▶ _WHAT YOU WILL DO_
In the gazpacho discussion, copy the passage that begins at "Re: the great" and ends after "and other vegetables.", editing it so that "cold soup" takes the place of "gazpacho".

### TEXT EXCERPT ###

Forever_Free's avatar

@janbb were you thinking of a full argument or were you thinking of taking a course?

janbb's avatar

@Forever_Free Apparently, I don’t need a course!

Forever_Free's avatar

@janbb arguments are in 12A

zenvelo's avatar

From the NY Times Cooking:

“More of a drink than a soup, served in frosted glasses or chilled tumblers, gazpacho is perfect when it is too hot to eat but you need cold, salt and lunch all at the same time.”

Forever_Free's avatar

When you finish the last spoonful

ragingloli's avatar

When cold, Tomato juice is just tomato juice.
But when hot, it suddenly turns into tomato soup.

Love_my_doggie's avatar

Re: the great gazpacho debate

My gazpacho is never chunky. I puree the entire batch to a thick-ish liquid. And, I don’t use tomato juice, just fresh tomatoes and other vegetables.

Demosthenes's avatar

Who knows. In some cases, “soup” is more a part of the name of a dish than it is something that can be quantified. I don’t like trying to get so granular on these definitions. Intuition and tradition behind the classification of dishes more than some technical, scientific definition. Like with the term “berry”. The original and common definition of “berry” is a small fruit. Then botanists decided to give it a technical definition that excludes most of what we call berries and includes things like bananas and watermelon. It’s like…okay, I guess you can now have people snobbily say “you actually think a raspberry is a berry, wow, what an idiot”. I find more usage in common definitions than I do in “technical” ones sometimes.

Sorry for being unhelpful, but this is what I think. :)

### STORED DATA ###

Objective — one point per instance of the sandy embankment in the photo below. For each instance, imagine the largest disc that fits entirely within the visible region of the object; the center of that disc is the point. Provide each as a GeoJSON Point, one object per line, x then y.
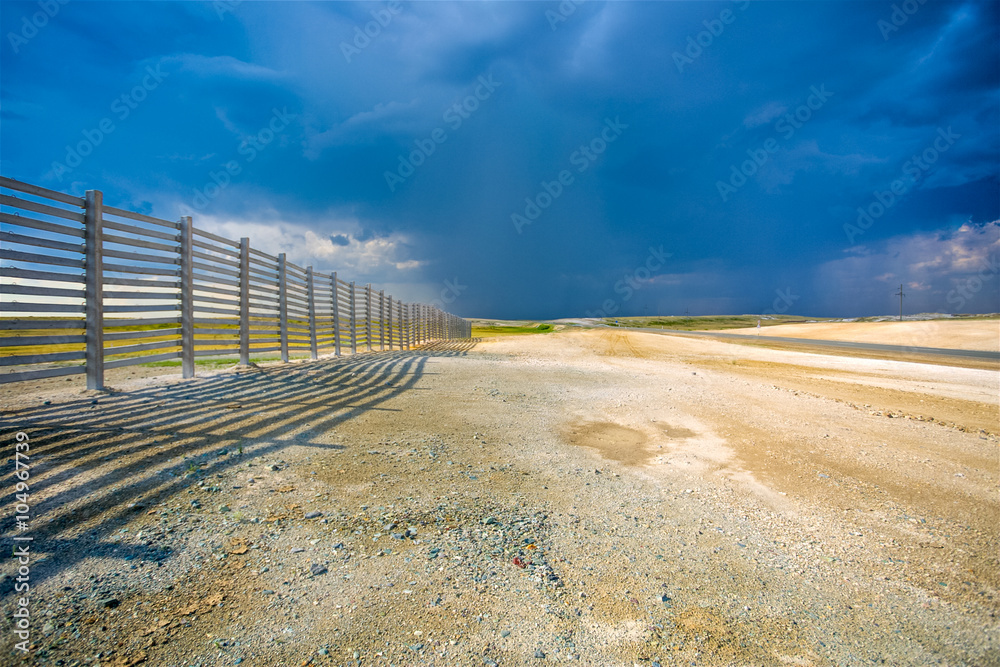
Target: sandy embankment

###

▶ _THE ANSWER_
Re: the great cold soup debate

My cold soup is never chunky. I puree the entire batch to a thick-ish liquid. And, I don’t use tomato juice, just fresh tomatoes and other vegetables.